§ **DESCRIPTION OF THE TASK**:
Please rewrite the lines of the records starting at the line that contains "Trace the outline of every instance of the chrome" and ending after the line that contains "M 257 272 L", changing "car door" to "vehicle door" and leaving everything else as it is.

[Begin DATA SECTION]

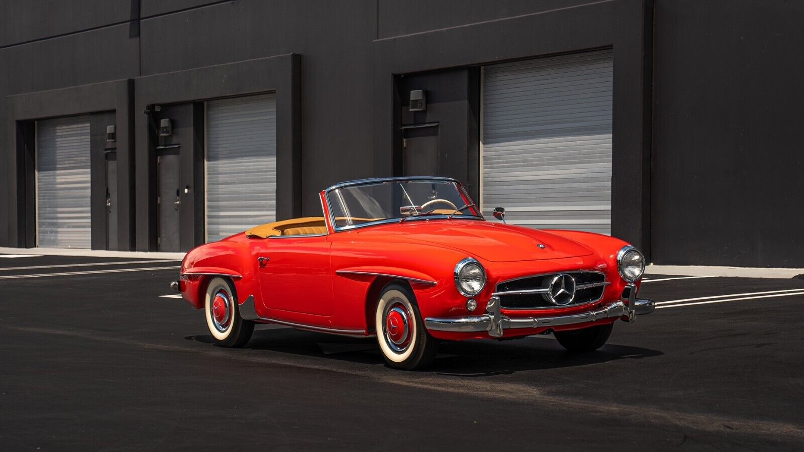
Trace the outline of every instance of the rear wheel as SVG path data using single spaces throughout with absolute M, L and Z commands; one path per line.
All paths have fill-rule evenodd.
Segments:
M 241 318 L 239 307 L 237 293 L 229 280 L 215 277 L 209 281 L 204 312 L 215 345 L 243 347 L 251 339 L 254 323 Z
M 613 328 L 614 324 L 609 323 L 582 330 L 556 331 L 553 335 L 558 343 L 570 351 L 592 351 L 603 347 Z
M 405 286 L 392 282 L 383 289 L 375 331 L 383 356 L 392 368 L 420 368 L 436 357 L 438 343 L 425 328 L 413 293 Z

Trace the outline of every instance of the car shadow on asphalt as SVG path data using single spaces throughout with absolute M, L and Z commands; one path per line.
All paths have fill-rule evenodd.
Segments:
M 211 336 L 187 336 L 211 344 Z M 277 328 L 259 330 L 244 347 L 310 358 L 324 358 L 365 365 L 388 367 L 375 338 L 350 338 Z M 425 369 L 441 375 L 482 377 L 522 371 L 587 366 L 619 360 L 641 360 L 663 355 L 658 350 L 609 343 L 585 353 L 565 351 L 552 336 L 528 336 L 515 340 L 467 340 L 440 344 L 435 361 Z

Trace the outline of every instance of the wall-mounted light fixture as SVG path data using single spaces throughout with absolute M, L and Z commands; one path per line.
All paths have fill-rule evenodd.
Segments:
M 173 126 L 170 125 L 170 120 L 168 118 L 159 121 L 159 136 L 170 137 L 173 134 Z
M 427 109 L 427 101 L 425 99 L 425 91 L 414 89 L 410 92 L 410 111 L 423 112 Z

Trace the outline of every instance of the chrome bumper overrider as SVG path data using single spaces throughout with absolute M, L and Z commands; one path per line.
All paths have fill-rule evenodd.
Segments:
M 483 315 L 459 318 L 429 317 L 425 319 L 425 324 L 429 330 L 458 333 L 488 331 L 490 336 L 500 337 L 503 335 L 503 330 L 513 328 L 541 328 L 572 325 L 612 317 L 619 317 L 626 322 L 634 322 L 636 315 L 650 314 L 655 308 L 655 303 L 653 300 L 636 299 L 637 291 L 634 289 L 635 287 L 632 286 L 628 298 L 609 302 L 594 310 L 572 315 L 511 318 L 500 312 L 499 298 L 492 297 L 486 307 L 486 314 Z

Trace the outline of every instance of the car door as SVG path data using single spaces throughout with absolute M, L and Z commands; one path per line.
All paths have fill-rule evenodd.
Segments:
M 257 272 L 262 303 L 277 320 L 283 313 L 332 314 L 332 277 L 327 236 L 274 236 L 263 240 Z

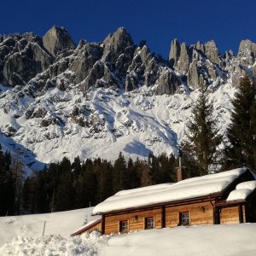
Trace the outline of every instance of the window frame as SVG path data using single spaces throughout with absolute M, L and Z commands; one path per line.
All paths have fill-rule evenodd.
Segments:
M 124 230 L 123 224 L 126 224 L 126 229 Z M 124 219 L 119 221 L 119 232 L 120 233 L 128 233 L 129 232 L 129 221 L 128 219 Z
M 148 222 L 148 220 L 149 220 L 149 222 Z M 152 225 L 152 220 L 153 220 L 153 225 Z M 150 221 L 151 221 L 151 223 L 150 223 Z M 154 216 L 146 217 L 144 222 L 145 222 L 145 230 L 154 230 Z
M 187 216 L 184 218 L 185 214 L 187 214 Z M 189 212 L 179 212 L 179 224 L 181 226 L 189 226 L 190 225 L 190 213 L 189 213 Z

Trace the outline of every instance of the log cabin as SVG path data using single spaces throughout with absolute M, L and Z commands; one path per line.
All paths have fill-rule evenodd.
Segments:
M 181 178 L 182 171 L 177 170 Z M 122 190 L 96 206 L 102 218 L 72 236 L 92 230 L 126 233 L 180 225 L 256 222 L 256 180 L 247 168 Z

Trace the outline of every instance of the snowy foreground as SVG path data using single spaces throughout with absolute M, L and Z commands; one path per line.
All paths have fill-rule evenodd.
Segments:
M 0 255 L 254 256 L 256 253 L 256 224 L 167 228 L 113 236 L 93 232 L 68 237 L 77 228 L 73 226 L 84 219 L 84 212 L 90 211 L 91 209 L 52 213 L 55 221 L 49 221 L 50 227 L 43 237 L 40 219 L 44 219 L 44 214 L 23 217 L 31 224 L 29 228 L 24 223 L 23 230 L 19 230 L 15 222 L 5 223 L 11 218 L 0 218 Z M 3 245 L 10 238 L 9 234 L 13 236 L 15 232 L 20 236 Z

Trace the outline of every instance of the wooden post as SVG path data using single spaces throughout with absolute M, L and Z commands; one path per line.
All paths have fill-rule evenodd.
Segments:
M 220 224 L 220 216 L 219 211 L 220 209 L 218 207 L 213 207 L 213 224 Z
M 238 206 L 238 211 L 239 211 L 239 223 L 243 223 L 242 205 Z
M 105 215 L 102 215 L 102 235 L 105 234 Z
M 161 224 L 164 229 L 166 227 L 166 206 L 161 207 Z
M 44 235 L 45 224 L 46 224 L 46 220 L 44 220 L 44 230 L 43 230 L 43 235 L 42 235 L 42 236 L 44 236 Z

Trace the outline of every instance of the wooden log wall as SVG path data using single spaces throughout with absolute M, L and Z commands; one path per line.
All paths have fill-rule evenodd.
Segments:
M 184 206 L 166 207 L 166 226 L 177 227 L 179 225 L 180 212 L 189 212 L 189 224 L 213 224 L 213 208 L 210 202 L 200 202 Z
M 106 215 L 105 234 L 119 233 L 119 222 L 128 221 L 129 232 L 145 229 L 145 218 L 154 217 L 154 229 L 162 227 L 177 227 L 179 224 L 180 212 L 189 212 L 190 225 L 213 224 L 213 208 L 209 201 L 188 204 L 185 206 L 166 206 L 165 215 L 163 208 L 157 207 L 151 210 L 137 211 L 122 214 Z M 162 220 L 166 220 L 165 224 Z
M 128 221 L 129 232 L 145 229 L 145 218 L 154 217 L 154 229 L 161 228 L 161 207 L 141 212 L 128 212 L 116 215 L 106 215 L 105 234 L 119 233 L 119 222 Z

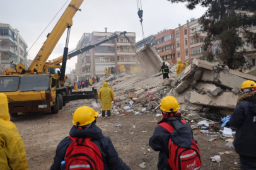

[End DATA SECTION]

§ **THE OUTPUT**:
Trace the outline of every instance of the chrome bumper overrider as SVG path data using single spaces throughout with absolute M, L and Z commands; one path per line.
All paths have fill-rule evenodd.
Segments:
M 483 315 L 459 318 L 429 317 L 425 319 L 425 324 L 429 330 L 458 333 L 488 331 L 490 336 L 500 337 L 503 335 L 503 330 L 513 328 L 541 328 L 572 325 L 612 317 L 619 317 L 626 322 L 634 322 L 636 315 L 650 314 L 655 308 L 655 303 L 653 300 L 636 299 L 637 291 L 634 289 L 635 287 L 632 286 L 628 298 L 609 302 L 594 310 L 572 315 L 511 318 L 500 312 L 499 298 L 492 297 L 486 307 L 486 314 Z

Trace the outline of every instance of the vehicle door as SVG path data using single spaces throughout with absolute M, L and Z commands; one path per line.
All paths have fill-rule evenodd.
Segments:
M 257 272 L 262 303 L 277 320 L 283 313 L 332 314 L 332 277 L 327 236 L 274 236 L 263 240 Z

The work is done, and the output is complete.